# What this task involves:
Copy out each line of the data that holds the word "cloud".

[Stored items]
= Beginning of Section =

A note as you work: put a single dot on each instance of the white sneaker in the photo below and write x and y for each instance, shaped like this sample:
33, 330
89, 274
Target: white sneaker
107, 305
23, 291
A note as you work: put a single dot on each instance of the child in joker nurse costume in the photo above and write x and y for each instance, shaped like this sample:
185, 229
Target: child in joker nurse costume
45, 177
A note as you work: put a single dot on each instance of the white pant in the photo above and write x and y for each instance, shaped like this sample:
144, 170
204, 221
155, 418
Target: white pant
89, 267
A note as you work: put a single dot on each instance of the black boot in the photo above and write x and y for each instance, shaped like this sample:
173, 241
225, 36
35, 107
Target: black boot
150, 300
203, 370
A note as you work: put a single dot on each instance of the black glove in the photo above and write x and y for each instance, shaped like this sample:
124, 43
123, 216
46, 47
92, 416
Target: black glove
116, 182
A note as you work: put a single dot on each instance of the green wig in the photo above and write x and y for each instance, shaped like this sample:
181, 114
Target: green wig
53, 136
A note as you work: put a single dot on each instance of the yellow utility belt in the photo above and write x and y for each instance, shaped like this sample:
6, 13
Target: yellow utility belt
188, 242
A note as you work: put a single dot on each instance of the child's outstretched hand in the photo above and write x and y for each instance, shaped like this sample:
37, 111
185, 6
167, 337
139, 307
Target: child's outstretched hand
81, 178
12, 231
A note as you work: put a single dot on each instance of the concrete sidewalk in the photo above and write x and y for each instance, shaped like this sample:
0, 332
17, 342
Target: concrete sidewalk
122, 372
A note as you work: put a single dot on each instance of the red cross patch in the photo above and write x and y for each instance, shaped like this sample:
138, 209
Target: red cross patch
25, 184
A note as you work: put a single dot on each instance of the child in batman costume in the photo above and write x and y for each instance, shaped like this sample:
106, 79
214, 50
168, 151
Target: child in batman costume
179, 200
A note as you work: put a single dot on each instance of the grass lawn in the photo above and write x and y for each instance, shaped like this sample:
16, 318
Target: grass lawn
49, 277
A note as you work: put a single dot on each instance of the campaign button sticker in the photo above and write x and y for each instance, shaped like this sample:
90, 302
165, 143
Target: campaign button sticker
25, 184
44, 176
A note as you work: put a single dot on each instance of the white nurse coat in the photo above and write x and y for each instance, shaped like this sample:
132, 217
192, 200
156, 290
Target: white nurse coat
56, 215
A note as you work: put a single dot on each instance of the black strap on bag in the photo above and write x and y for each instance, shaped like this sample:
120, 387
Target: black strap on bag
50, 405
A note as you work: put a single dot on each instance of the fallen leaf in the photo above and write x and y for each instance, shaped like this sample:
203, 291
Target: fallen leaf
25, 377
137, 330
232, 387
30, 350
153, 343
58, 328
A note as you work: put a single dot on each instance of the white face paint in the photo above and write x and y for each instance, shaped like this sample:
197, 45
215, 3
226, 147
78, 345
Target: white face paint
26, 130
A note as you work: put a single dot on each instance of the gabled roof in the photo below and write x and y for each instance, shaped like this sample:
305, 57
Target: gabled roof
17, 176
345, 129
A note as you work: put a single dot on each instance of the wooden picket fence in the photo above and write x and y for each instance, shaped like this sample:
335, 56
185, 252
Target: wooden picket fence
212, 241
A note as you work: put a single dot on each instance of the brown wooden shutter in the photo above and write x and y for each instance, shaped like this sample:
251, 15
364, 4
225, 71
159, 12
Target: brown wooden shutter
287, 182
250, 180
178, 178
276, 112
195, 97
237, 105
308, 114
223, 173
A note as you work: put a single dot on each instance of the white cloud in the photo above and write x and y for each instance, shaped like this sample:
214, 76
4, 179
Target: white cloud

= End of Section =

# Response to this exercise:
A note as you work: put a single dot on each instance of the white cloud in the photo above and write x and y for each instance, shaped like this sample:
Target: white cloud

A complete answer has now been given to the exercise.